(Object point labels)
• • • •

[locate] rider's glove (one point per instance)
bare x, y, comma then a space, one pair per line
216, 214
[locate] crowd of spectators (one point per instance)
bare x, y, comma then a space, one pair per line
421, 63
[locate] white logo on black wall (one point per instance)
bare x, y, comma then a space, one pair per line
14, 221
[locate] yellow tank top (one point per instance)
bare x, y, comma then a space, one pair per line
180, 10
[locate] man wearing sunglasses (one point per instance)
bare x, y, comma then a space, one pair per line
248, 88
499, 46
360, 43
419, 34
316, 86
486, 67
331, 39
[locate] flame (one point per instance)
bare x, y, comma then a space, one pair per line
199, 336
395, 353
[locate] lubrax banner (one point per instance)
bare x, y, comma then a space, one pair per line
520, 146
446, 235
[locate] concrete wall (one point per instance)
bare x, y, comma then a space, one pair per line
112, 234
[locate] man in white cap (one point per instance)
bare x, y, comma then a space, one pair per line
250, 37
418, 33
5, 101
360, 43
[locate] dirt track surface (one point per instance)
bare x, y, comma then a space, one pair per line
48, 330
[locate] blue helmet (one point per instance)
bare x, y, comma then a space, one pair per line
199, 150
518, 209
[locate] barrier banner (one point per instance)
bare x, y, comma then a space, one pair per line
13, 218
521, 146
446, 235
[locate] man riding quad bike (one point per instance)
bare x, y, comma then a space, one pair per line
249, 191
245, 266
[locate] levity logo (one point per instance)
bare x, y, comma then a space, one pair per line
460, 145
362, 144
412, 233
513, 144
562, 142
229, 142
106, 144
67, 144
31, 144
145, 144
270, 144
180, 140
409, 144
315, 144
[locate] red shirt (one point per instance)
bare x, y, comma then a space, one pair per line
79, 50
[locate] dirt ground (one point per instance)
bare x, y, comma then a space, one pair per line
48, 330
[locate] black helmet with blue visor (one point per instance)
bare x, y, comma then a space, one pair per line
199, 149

• • • •

Write every entry out again exactly.

[locate] rider's glove (one point per instance)
bare x, y, comma then a space, one pair per line
216, 214
[locate] crowd of spectators (one point per instance)
bare x, y, comma then a space, one pair per line
421, 63
[locate] white logo on black wall (one point per instance)
bare x, y, comma then a space, one pair per line
14, 221
[locate] yellow tank top (one point per instance)
bare x, y, comma then a space, one pair per line
180, 10
[locate] man wearing sunglasses (one point per instance)
bare x, y, comma then a space, one pair per line
248, 88
499, 46
360, 43
419, 34
316, 86
486, 67
331, 39
[locate] flame (one point per instance)
bare x, y, comma then a space, one pair per line
199, 336
395, 353
[locate] lubrax banner (one point per instance)
bare x, y, comma then a space, one pair per line
520, 146
446, 235
[locate] concrete wall (one point per instance)
bare x, y, comma then a space, one pair per line
112, 234
[locate] man in white cap (one point per instance)
bare x, y, comma then a space, one pair per line
250, 37
418, 33
5, 101
360, 43
[locate] dirt track surface (one point per instance)
bare x, y, comma then a space, one pair per line
48, 330
[locate] blue helmet (one point per instance)
bare x, y, comma then a space, one pair per line
199, 150
518, 209
[locate] barrier banner (one point per instance)
bare x, y, comma then a space, one pair per line
13, 218
521, 146
446, 235
[locate] man riding quad bike (one point per instance)
bare x, y, comma then a space, one pair per line
249, 191
245, 266
[locate] levity logo (one point per instance)
bare x, y, comma then a space, one pair per line
460, 145
362, 144
412, 233
513, 144
562, 142
229, 142
106, 144
67, 144
31, 144
145, 144
270, 144
180, 140
409, 144
315, 144
[locate] red shirt (one point per instance)
bare x, y, comma then a space, one pair per line
79, 50
[locate] dirt ground (one point per instance)
bare x, y, comma then a space, one pair per line
48, 330
[locate] black helmet with blue visor (one point per instance)
bare x, y, comma then a space, one pair per line
199, 149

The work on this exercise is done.